[EXERCISE] Please update the records below so that "simplified polygon" becomes "reduced polygon" everywhere it appears, with everything else unchanged. Leave the pictures out of your answer.

* begin TASK INPUT *

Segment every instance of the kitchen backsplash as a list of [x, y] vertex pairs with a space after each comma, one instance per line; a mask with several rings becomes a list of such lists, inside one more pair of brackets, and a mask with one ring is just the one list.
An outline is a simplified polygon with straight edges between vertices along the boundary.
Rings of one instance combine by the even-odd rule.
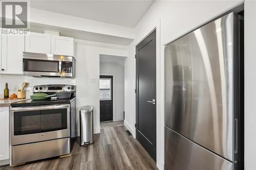
[[20, 89], [23, 82], [29, 83], [26, 88], [26, 98], [33, 94], [33, 87], [35, 85], [44, 84], [70, 84], [76, 85], [76, 79], [37, 78], [23, 75], [0, 75], [0, 98], [4, 98], [5, 83], [8, 83], [9, 94], [16, 93], [18, 88]]

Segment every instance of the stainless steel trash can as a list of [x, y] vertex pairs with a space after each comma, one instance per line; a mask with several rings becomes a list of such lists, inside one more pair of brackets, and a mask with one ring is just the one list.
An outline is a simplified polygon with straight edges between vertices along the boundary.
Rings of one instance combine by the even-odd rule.
[[81, 107], [79, 115], [80, 145], [93, 143], [93, 107]]

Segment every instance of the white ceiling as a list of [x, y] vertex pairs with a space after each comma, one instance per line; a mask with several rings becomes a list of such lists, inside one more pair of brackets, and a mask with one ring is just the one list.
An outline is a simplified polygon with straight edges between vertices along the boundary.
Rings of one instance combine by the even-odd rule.
[[134, 28], [154, 0], [31, 1], [31, 8]]
[[121, 67], [124, 67], [124, 60], [126, 57], [115, 56], [106, 55], [99, 55], [99, 62], [103, 63], [113, 63]]

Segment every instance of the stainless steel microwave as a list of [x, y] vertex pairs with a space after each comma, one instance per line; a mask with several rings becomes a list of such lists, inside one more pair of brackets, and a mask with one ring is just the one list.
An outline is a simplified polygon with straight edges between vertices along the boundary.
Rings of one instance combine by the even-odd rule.
[[75, 62], [72, 56], [23, 52], [23, 75], [74, 78]]

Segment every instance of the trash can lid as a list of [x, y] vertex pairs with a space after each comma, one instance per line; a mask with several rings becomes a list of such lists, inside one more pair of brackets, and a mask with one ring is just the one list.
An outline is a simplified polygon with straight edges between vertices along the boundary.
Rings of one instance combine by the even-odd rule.
[[93, 110], [93, 107], [92, 106], [83, 106], [80, 108], [80, 112], [88, 112]]

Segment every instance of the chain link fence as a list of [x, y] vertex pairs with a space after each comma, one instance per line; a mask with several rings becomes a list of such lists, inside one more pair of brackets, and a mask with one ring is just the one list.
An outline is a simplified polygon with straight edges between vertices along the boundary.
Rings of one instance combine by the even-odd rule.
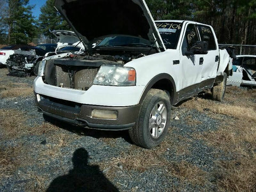
[[238, 55], [256, 55], [256, 45], [219, 44], [227, 45], [235, 48], [235, 54]]

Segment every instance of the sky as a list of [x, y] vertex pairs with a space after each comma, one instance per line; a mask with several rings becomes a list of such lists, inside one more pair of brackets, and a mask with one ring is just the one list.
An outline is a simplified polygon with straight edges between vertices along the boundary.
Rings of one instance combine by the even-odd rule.
[[38, 18], [39, 15], [41, 13], [40, 8], [45, 4], [46, 0], [29, 0], [29, 5], [35, 5], [36, 6], [32, 10], [33, 16], [36, 19]]

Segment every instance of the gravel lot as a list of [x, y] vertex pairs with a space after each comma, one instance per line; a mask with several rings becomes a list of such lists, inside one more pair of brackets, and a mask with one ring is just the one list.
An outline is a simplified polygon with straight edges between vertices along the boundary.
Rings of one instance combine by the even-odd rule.
[[[235, 163], [231, 173], [236, 167], [239, 171], [243, 159], [255, 161], [255, 137], [241, 139], [238, 145], [246, 149], [244, 153], [236, 149], [228, 133], [220, 133], [223, 127], [230, 132], [233, 127], [234, 137], [240, 135], [236, 128], [241, 119], [203, 106], [221, 105], [207, 99], [207, 94], [177, 106], [165, 141], [148, 150], [132, 144], [126, 131], [45, 123], [34, 105], [35, 77], [7, 74], [0, 69], [0, 191], [256, 190], [255, 174], [251, 177], [254, 181], [236, 181], [247, 182], [250, 187], [223, 184], [231, 173], [226, 173], [229, 168], [223, 163]], [[239, 89], [227, 89], [229, 99], [221, 105], [233, 105], [233, 95]], [[13, 90], [18, 93], [13, 95]], [[250, 91], [255, 95], [255, 90]], [[255, 111], [253, 97], [246, 100], [255, 104]], [[248, 122], [255, 125], [254, 119]], [[254, 137], [255, 126], [252, 129]], [[211, 141], [217, 138], [218, 142]], [[256, 173], [254, 164], [248, 165], [252, 174]]]

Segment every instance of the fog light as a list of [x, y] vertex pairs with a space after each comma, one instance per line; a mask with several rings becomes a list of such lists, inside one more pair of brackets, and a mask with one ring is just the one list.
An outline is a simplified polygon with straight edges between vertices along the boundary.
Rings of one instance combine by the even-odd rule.
[[39, 94], [36, 94], [36, 98], [37, 99], [37, 101], [39, 102], [41, 100], [41, 98], [40, 98], [40, 95]]
[[93, 109], [91, 115], [92, 118], [116, 119], [117, 118], [117, 111], [111, 110]]

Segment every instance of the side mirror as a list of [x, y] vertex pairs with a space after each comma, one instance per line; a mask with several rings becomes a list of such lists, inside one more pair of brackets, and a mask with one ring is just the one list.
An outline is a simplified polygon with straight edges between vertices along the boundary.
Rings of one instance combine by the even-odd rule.
[[189, 49], [189, 51], [196, 54], [207, 54], [208, 53], [208, 42], [205, 41], [195, 42]]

* end TASK INPUT *

[EXERCISE RESULT]
Segment every instance of the kitchen backsplash as a list of [x, y] vertex pairs with a space after each comma, one instance per line; a mask with several rings becomes a list of such lists, inside one more pair of brackets, and a mask with one ring is just the one list.
An outline is a reduced polygon with straight edges between vertices along the boundary.
Rings of one instance combine by the even-odd rule.
[[20, 89], [23, 82], [29, 83], [26, 88], [26, 98], [33, 94], [33, 87], [35, 85], [44, 84], [70, 84], [76, 85], [76, 79], [37, 78], [23, 75], [0, 75], [0, 98], [4, 98], [5, 83], [8, 83], [9, 94], [16, 93], [18, 88]]

Segment every instance of the stainless steel trash can as a list of [x, y] vertex pairs with a space after each comma, one instance per line; a mask with several rings becomes a list of such lists, inside one more pair of brackets, and a mask with one ring is just the one list.
An outline is a reduced polygon with straight edges between vertices along the boundary.
Rings of one instance combine by the even-odd rule.
[[81, 107], [79, 115], [80, 145], [93, 143], [93, 107]]

Segment every instance of the white ceiling as a list of [x, y] vertex pairs with a space after each comma, one instance per line; a mask with several rings becomes a list of such lists, inside one more pair of brackets, and a mask with one ring is just the one list.
An outline is a reduced polygon with straight edges between vertices along the boundary.
Rings of one instance combine by the even-odd rule.
[[134, 28], [154, 0], [31, 1], [31, 8]]
[[121, 67], [124, 67], [124, 60], [126, 57], [115, 56], [106, 55], [99, 55], [99, 62], [103, 63], [113, 63]]

Segment every instance of the stainless steel microwave as a list of [x, y] vertex pairs with a space after each comma, one instance per line; a mask with several rings becomes a list of such lists, inside one more pair of brackets, and a mask with one ring is just the one list.
An outline is a reduced polygon with straight edges between vertices along the boundary.
Rings of one instance combine by the even-odd rule.
[[75, 62], [72, 56], [23, 52], [23, 75], [74, 78]]

Segment every instance of the trash can lid as a list of [x, y] vertex pairs with a space after each comma, one instance per line; a mask with several rings becomes a list of such lists, inside one more pair of brackets, and a mask with one ring is just the one list.
An outline is a reduced polygon with straight edges between vertices along the boundary.
Rings of one instance combine by the even-odd rule.
[[93, 110], [93, 107], [92, 106], [83, 106], [80, 108], [80, 112], [88, 112]]

Segment every instance of the chain link fence as a list of [x, y] vertex pairs with a space after each comma, one instance per line; a mask with several rings becomes a list of such lists, inside one more pair of brackets, and a mask with one ring is just the one list.
An outline is a reduced polygon with straight edges between vertices along the boundary.
Rings of one instance combine by the even-odd rule.
[[238, 55], [256, 55], [256, 45], [219, 44], [227, 45], [235, 48], [235, 54]]

Segment every instance of the sky as a list of [x, y] vertex pairs with a space after each comma, one instance per line; a mask with several rings becomes a list of such lists, inside one more pair of brackets, and a mask with one ring is just the one list.
An outline is a reduced polygon with straight edges between vertices along the boundary.
Rings of one instance combine by the even-odd rule.
[[38, 18], [39, 15], [41, 13], [40, 8], [45, 4], [46, 0], [29, 0], [29, 5], [35, 5], [36, 6], [32, 10], [33, 16], [36, 19]]

Segment every instance of the gravel lot as a list of [x, y] vertex pairs with a space after each comma, one instance per line; a mask with several rings becomes a list of such lists, inside one more pair of brackets, and a mask with one ring is just the one list.
An outline is a reduced polygon with straight edges between vertices along the boundary.
Rings of one instance combine by the even-odd rule.
[[[235, 163], [231, 173], [236, 167], [239, 171], [243, 159], [255, 161], [255, 137], [241, 139], [238, 145], [246, 149], [244, 153], [236, 149], [228, 133], [220, 133], [223, 127], [230, 132], [233, 127], [234, 137], [240, 135], [236, 128], [241, 119], [203, 106], [221, 105], [207, 99], [207, 94], [177, 106], [165, 141], [148, 150], [132, 144], [126, 131], [45, 123], [34, 105], [35, 77], [7, 74], [0, 69], [0, 191], [256, 190], [255, 174], [251, 177], [254, 181], [236, 181], [247, 182], [250, 187], [223, 184], [231, 173], [226, 173], [229, 168], [223, 163]], [[239, 89], [227, 89], [229, 99], [221, 105], [233, 105], [233, 95]], [[13, 90], [18, 93], [13, 95]], [[250, 91], [255, 95], [255, 90]], [[255, 111], [253, 97], [246, 100], [255, 104]], [[248, 122], [255, 125], [254, 119]], [[254, 137], [255, 126], [252, 129]], [[211, 141], [217, 138], [218, 142]], [[256, 173], [254, 164], [248, 165], [252, 174]]]

Segment every instance of the fog light as a list of [x, y] vertex pairs with a space after each comma, one instance per line; a mask with several rings becomes a list of such lists, inside one more pair of brackets, and a mask with one ring is just the one list.
An outline is a reduced polygon with straight edges between vertices along the boundary.
Rings of one instance combine by the even-odd rule.
[[39, 94], [36, 94], [36, 98], [37, 99], [37, 101], [39, 102], [41, 100], [41, 98], [40, 98], [40, 95]]
[[93, 109], [91, 115], [92, 118], [116, 119], [117, 118], [117, 111], [111, 110]]

Segment every instance of the side mirror as a list of [x, y] vertex pairs with a space after each comma, one instance per line; a mask with several rings becomes a list of such lists, inside one more pair of brackets, and a mask with one ring is just the one list.
An outline is a reduced polygon with straight edges between vertices along the boundary.
Rings of one instance combine by the even-odd rule.
[[189, 49], [189, 51], [196, 54], [207, 54], [208, 53], [208, 42], [205, 41], [195, 42]]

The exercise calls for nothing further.